## WHAT IS NEEDED
Each entry is to be output as written, so that none is missing.

........

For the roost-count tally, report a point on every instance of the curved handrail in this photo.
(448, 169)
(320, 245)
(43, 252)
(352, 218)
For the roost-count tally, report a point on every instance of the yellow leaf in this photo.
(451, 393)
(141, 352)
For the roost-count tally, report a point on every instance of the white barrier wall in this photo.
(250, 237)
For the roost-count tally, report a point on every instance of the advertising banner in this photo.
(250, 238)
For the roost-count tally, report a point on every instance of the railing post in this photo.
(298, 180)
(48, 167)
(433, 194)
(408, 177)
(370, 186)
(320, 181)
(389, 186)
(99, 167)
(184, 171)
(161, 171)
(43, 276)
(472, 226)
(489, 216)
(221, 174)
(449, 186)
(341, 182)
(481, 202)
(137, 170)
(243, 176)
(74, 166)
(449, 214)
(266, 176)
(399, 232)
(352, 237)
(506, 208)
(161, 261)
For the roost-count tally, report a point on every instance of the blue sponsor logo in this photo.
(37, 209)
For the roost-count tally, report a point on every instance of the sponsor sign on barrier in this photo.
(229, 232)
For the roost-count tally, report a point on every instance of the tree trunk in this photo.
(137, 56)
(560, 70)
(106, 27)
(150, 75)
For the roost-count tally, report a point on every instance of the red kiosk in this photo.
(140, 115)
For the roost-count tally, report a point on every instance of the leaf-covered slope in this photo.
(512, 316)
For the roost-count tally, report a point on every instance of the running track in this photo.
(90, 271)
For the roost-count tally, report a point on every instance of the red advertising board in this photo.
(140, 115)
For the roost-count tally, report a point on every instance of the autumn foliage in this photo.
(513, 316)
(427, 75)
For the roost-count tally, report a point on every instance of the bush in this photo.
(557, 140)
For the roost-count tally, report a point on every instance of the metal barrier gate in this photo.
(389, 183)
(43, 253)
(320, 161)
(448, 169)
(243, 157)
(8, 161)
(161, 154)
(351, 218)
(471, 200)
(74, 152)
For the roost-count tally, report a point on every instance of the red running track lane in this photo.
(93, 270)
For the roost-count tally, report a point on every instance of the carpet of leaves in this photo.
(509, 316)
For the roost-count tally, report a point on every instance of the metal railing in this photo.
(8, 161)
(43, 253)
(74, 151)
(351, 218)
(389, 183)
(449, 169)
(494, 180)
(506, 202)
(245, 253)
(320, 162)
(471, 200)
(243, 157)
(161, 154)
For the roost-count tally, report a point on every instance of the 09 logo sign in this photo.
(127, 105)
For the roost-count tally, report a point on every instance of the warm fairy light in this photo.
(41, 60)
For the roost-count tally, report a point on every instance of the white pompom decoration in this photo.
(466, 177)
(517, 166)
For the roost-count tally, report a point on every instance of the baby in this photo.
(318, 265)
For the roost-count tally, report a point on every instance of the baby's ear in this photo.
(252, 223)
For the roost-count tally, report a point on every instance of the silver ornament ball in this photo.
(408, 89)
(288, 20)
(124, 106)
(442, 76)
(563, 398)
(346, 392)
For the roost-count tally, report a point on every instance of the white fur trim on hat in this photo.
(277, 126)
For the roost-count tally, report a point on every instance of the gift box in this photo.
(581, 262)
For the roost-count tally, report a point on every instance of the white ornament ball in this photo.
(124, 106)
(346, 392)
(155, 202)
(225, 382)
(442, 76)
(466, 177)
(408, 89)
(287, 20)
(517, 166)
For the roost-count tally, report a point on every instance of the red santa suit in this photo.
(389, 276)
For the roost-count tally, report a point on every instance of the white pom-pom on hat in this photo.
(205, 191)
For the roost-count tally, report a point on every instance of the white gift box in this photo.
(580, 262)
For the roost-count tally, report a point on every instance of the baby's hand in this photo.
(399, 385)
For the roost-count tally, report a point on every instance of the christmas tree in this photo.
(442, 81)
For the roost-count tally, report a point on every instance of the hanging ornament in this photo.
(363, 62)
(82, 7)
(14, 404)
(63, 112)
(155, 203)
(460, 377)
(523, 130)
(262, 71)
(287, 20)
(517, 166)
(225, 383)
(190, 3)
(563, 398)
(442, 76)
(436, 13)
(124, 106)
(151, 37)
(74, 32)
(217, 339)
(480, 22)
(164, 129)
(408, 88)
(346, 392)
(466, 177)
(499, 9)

........

## REPLY
For the roost-count tally, report a point on every instance of the curved handrail in this photo.
(448, 169)
(320, 245)
(43, 252)
(352, 218)
For the roost-count tally, report a point on every instance of the yellow leaf in this photo.
(451, 393)
(141, 352)
For the roost-count tally, report a point on every instance of the white barrier wall in this photo.
(250, 237)
For the roost-count tally, report a point on every instance of the advertising banner in this photo.
(250, 238)
For the roost-count tally, report a point on every instance of the railing post in this photo.
(298, 180)
(48, 167)
(433, 194)
(408, 177)
(370, 186)
(320, 181)
(389, 186)
(99, 167)
(184, 171)
(161, 171)
(43, 276)
(472, 226)
(489, 216)
(221, 174)
(449, 186)
(341, 182)
(481, 202)
(137, 170)
(243, 176)
(74, 166)
(449, 214)
(266, 176)
(399, 232)
(352, 237)
(506, 208)
(161, 261)
For the roost-count tally, report a point on every instance of the blue sponsor logo in this photo.
(37, 209)
For the roost-count tally, report a point on every instance of the sponsor sign on barrier in this photo.
(229, 232)
For the roost-count tally, report a point on every instance of the tree trunk in this photo.
(137, 56)
(560, 70)
(106, 27)
(150, 75)
For the roost-count tally, report a point on every instance of the red kiosk in this photo.
(140, 115)
For the roost-count tally, report a point on every instance of the leaf-covered slope in this photo.
(512, 316)
For the roost-count tally, report a point on every instance of the running track in this photo.
(90, 271)
For the roost-count tally, report a point on every instance of the red advertising board in this photo.
(140, 115)
For the roost-count tally, report a point on every instance of the autumn foliage in this photo.
(513, 316)
(427, 75)
For the roost-count tally, report a point on every instance of the bush in this photo.
(557, 140)
For the roost-count tally, report a point on every instance of the metal barrier gate in this photo.
(389, 183)
(43, 253)
(320, 161)
(448, 169)
(243, 157)
(8, 161)
(161, 154)
(351, 218)
(471, 200)
(74, 152)
For the roost-count tally, report a point on every instance of the red running track lane in this photo.
(93, 270)
For the roost-count tally, report a point on every instance of the carpet of leaves in this photo.
(509, 316)
For the roost-count tally, report a point on every instance of the metal railing in this photo.
(8, 161)
(43, 253)
(74, 151)
(351, 218)
(389, 183)
(449, 169)
(494, 180)
(506, 202)
(245, 253)
(320, 162)
(471, 200)
(243, 157)
(161, 154)
For the roost-count tally, report a point on every instance of the 09 logo sign in this photo.
(127, 105)
For the roost-count tally, report a point on every instance of the warm fairy light in this photo.
(41, 60)
For the roost-count tally, report a point on every instance of the white pompom decoration in this photo.
(466, 177)
(517, 166)
For the roost-count tally, report a point on every instance of the baby in this photo.
(318, 265)
For the roost-count tally, report a point on every instance of the baby's ear in this photo.
(252, 223)
For the roost-count tally, report a point on every instance of the silver ornament ball in this photo.
(408, 89)
(288, 20)
(124, 106)
(442, 76)
(563, 398)
(346, 392)
For the roost-count tally, report a point on every instance of the white fur trim on hat in this photo.
(277, 126)
For the roost-count tally, report a point on every instance of the gift box in this photo.
(581, 262)
For the roost-count tally, report a point on every instance of the white ornament ball in this photo.
(124, 106)
(346, 392)
(155, 202)
(225, 382)
(442, 76)
(466, 177)
(408, 89)
(287, 20)
(517, 166)
For the roost-count tally, report a point on every instance of the red santa suit in this photo.
(389, 276)
For the roost-count tally, report a point on every instance of the white pom-pom on hat in this photo.
(205, 191)
For the roost-count tally, report a point on every instance of the white gift box in this photo.
(580, 262)
For the roost-count tally, report a point on every instance of the baby's hand in this photo.
(399, 385)
For the roost-count tally, report a point on every instance of the christmas tree in this photo.
(442, 81)
For the roost-count tally, report a point on every instance of the hanging ornament in this photo.
(363, 62)
(82, 7)
(14, 404)
(63, 112)
(155, 203)
(460, 377)
(523, 130)
(262, 71)
(287, 20)
(517, 166)
(225, 383)
(190, 3)
(563, 398)
(442, 76)
(436, 13)
(124, 106)
(151, 37)
(74, 32)
(217, 339)
(480, 22)
(164, 129)
(408, 88)
(346, 392)
(466, 177)
(499, 9)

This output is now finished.